(Collected data entries)
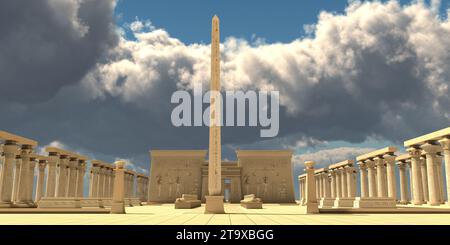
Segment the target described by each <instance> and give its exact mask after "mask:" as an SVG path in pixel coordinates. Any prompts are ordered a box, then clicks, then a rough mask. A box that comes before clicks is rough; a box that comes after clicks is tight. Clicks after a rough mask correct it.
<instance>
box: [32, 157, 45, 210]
mask: <svg viewBox="0 0 450 245" xmlns="http://www.w3.org/2000/svg"><path fill="white" fill-rule="evenodd" d="M46 165H47V161H46V160H42V159H40V160H39V172H38V179H37V185H36V195H35V197H34V200H35V201H36V202H39V200H41V197H43V196H44V178H45V167H46Z"/></svg>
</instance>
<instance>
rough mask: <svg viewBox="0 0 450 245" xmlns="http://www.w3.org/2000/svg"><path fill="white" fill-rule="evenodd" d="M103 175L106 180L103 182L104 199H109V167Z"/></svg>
mask: <svg viewBox="0 0 450 245" xmlns="http://www.w3.org/2000/svg"><path fill="white" fill-rule="evenodd" d="M103 174H104V176H105V180H104V182H103V197H104V198H109V196H108V192H109V166H105V169H104V170H103Z"/></svg>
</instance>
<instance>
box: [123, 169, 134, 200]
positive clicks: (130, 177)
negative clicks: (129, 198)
mask: <svg viewBox="0 0 450 245" xmlns="http://www.w3.org/2000/svg"><path fill="white" fill-rule="evenodd" d="M135 177H136V173H135V172H133V171H131V170H125V198H134V197H136V191H135V188H134V187H135Z"/></svg>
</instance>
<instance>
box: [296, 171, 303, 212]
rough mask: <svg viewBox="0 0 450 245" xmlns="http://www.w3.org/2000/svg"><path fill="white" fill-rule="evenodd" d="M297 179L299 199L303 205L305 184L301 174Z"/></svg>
mask: <svg viewBox="0 0 450 245" xmlns="http://www.w3.org/2000/svg"><path fill="white" fill-rule="evenodd" d="M297 180H298V200H299V201H300V205H301V204H302V203H303V185H302V179H301V178H300V176H299V177H298V178H297Z"/></svg>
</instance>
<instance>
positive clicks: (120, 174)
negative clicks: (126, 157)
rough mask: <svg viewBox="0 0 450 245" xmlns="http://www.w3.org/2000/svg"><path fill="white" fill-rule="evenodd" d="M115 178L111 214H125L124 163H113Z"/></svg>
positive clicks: (123, 161) (124, 165) (114, 178)
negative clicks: (114, 163) (124, 200)
mask: <svg viewBox="0 0 450 245" xmlns="http://www.w3.org/2000/svg"><path fill="white" fill-rule="evenodd" d="M115 165H116V169H115V176H116V177H115V178H114V191H113V200H112V206H111V213H112V214H124V213H125V201H124V198H125V195H124V194H125V172H124V171H125V169H124V166H125V162H124V161H116V162H115Z"/></svg>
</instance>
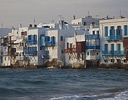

### [TASK INSTRUCTIONS]
Without including any picture, retype the entries exactly.

### [RESPONSE TO THE EXERCISE]
Segment the target described by each <instance> and give its exact mask after "mask:" as an SVG path in pixel coordinates. Any prompts are ordered a box, then clicks, then a rough mask. A box that comes before clicks is rough; a box that comes after clicks is tight. Clicks after a rough mask correct it.
<instance>
box: [32, 157, 45, 210]
mask: <svg viewBox="0 0 450 245" xmlns="http://www.w3.org/2000/svg"><path fill="white" fill-rule="evenodd" d="M46 165H47V161H46V160H42V159H40V160H39V172H38V179H37V185H36V195H35V197H34V200H35V201H36V202H39V200H41V197H43V196H44V178H45V167H46Z"/></svg>
</instance>
<instance>
rough mask: <svg viewBox="0 0 450 245" xmlns="http://www.w3.org/2000/svg"><path fill="white" fill-rule="evenodd" d="M103 175L106 180L103 182L104 199H109V167Z"/></svg>
mask: <svg viewBox="0 0 450 245" xmlns="http://www.w3.org/2000/svg"><path fill="white" fill-rule="evenodd" d="M103 174H104V176H105V180H104V182H103V197H104V198H109V196H108V192H109V166H105V169H104V170H103Z"/></svg>
</instance>
<instance>
box: [123, 169, 134, 200]
positive clicks: (130, 177)
negative clicks: (129, 198)
mask: <svg viewBox="0 0 450 245" xmlns="http://www.w3.org/2000/svg"><path fill="white" fill-rule="evenodd" d="M135 177H136V173H135V172H133V171H131V170H125V198H134V197H136V191H135V188H134V187H135Z"/></svg>
</instance>
<instance>
box: [296, 171, 303, 212]
rough mask: <svg viewBox="0 0 450 245" xmlns="http://www.w3.org/2000/svg"><path fill="white" fill-rule="evenodd" d="M297 179L299 199L303 205L305 184L301 174Z"/></svg>
mask: <svg viewBox="0 0 450 245" xmlns="http://www.w3.org/2000/svg"><path fill="white" fill-rule="evenodd" d="M297 180H298V200H299V201H300V205H301V204H302V203H303V185H302V179H301V178H300V176H299V177H298V178H297Z"/></svg>
</instance>
<instance>
positive clicks: (120, 174)
negative clicks: (126, 157)
rough mask: <svg viewBox="0 0 450 245" xmlns="http://www.w3.org/2000/svg"><path fill="white" fill-rule="evenodd" d="M115 178L111 214H125L124 163H113Z"/></svg>
positive clicks: (123, 161) (124, 165) (114, 178)
negative clicks: (114, 163) (124, 200)
mask: <svg viewBox="0 0 450 245" xmlns="http://www.w3.org/2000/svg"><path fill="white" fill-rule="evenodd" d="M115 165H116V169H115V176H116V177H115V178H114V191H113V200H112V206H111V213H112V214H124V213H125V201H124V198H125V195H124V194H125V172H124V171H125V169H124V166H125V162H124V161H116V162H115Z"/></svg>
</instance>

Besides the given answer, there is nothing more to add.